● **TO DO**:
[A] Reproduce, word for word, the Codowave autofix text from "What It Handles" down to "is good at.".
[B] Name the kinds of failures that the Codowave autofix text says the tool handles well.
[C] Pick up the Codowave autofix text after its final sentence and keep writing.

The important part is step 6. Autofix that never gives up is how you get a runaway bill and a 40-commit PR. Codowave's loop is bounded by attempt count and the hard per-run cost ceiling.


What It Handles Well

  • Lint and format failures — the most common and most mechanical to fix.
  • Type errors — a missing annotation, a wrong import, a changed signature.
  • Failing unit tests — when the fix is in the code under test or an obviously stale assertion.
  • Build breaks — missing exports, bad paths, a dependency the diff forgot.

These are the failures that turn a finished PR into a half-hour of context-switching. They're exactly the kind of mechanical, well-signposted work an autonomous agent is good at.


Where It Stops

Codowave deliberately does not push through every failure:

  • Flaky tests — it can retry, but a genuinely non-deterministic test is flagged, not "fixed" by deleting it.

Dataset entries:
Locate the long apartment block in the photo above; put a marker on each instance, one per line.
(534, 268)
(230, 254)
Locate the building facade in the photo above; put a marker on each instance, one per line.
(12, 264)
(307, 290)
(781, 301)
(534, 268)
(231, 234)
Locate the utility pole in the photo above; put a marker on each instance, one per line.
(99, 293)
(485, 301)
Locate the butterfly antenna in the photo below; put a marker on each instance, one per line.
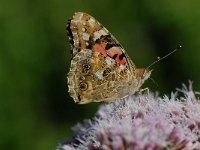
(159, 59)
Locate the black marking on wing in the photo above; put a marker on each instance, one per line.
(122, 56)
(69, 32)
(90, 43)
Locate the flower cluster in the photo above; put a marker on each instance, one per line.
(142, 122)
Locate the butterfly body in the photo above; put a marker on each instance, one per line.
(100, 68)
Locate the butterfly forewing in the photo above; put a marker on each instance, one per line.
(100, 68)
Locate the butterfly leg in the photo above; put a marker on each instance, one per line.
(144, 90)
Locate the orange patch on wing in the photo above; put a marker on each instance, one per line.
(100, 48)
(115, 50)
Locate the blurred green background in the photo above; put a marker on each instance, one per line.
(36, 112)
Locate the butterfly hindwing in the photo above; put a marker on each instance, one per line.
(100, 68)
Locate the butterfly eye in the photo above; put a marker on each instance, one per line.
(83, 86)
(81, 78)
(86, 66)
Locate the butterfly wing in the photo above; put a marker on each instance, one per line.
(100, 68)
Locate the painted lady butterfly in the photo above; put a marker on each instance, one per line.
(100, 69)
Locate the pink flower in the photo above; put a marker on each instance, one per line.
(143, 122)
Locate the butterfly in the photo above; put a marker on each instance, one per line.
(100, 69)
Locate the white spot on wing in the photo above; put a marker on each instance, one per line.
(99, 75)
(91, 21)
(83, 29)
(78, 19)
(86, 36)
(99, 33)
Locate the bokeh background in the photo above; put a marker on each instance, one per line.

● **PER-TASK OUTPUTS**:
[A]
What It Handles Well

  • Lint and format failures — the most common and most mechanical to fix.
  • Type errors — a missing annotation, a wrong import, a changed signature.
  • Failing unit tests — when the fix is in the code under test or an obviously stale assertion.
  • Build breaks — missing exports, bad paths, a dependency the diff forgot.

These are the failures that turn a finished PR into a half-hour of context-switching. They're exactly the kind of mechanical, well-signposted work an autonomous agent is good at.

[B]
Lint and format failures
Type errors
Failing unit tests
Build breaks

[C]
  • Failures that need a product decision — if the right fix is a judgment call, the agent surfaces it rather than guessing.
  • Infrastructure failures — a CI runner that can't reach a service isn't a code problem; the agent says so.
  • Repeated failure on the same cause — after N attempts it stops and hands off, with the diagnosis attached.

A good autofix loop knows when not to keep going. Deleting a failing test to make CI green is the kind of thing watch-only mode and review exist to catch.


PR-Comment Amendments

CI isn't the only trigger. If a reviewer comments @codowave on the PR with a change request, Codowave picks it up as an amendment to the same task, pushes the requested change, and re-runs checks. So the loop covers both machine feedback (CI) and human feedback (review comments) on the same PR.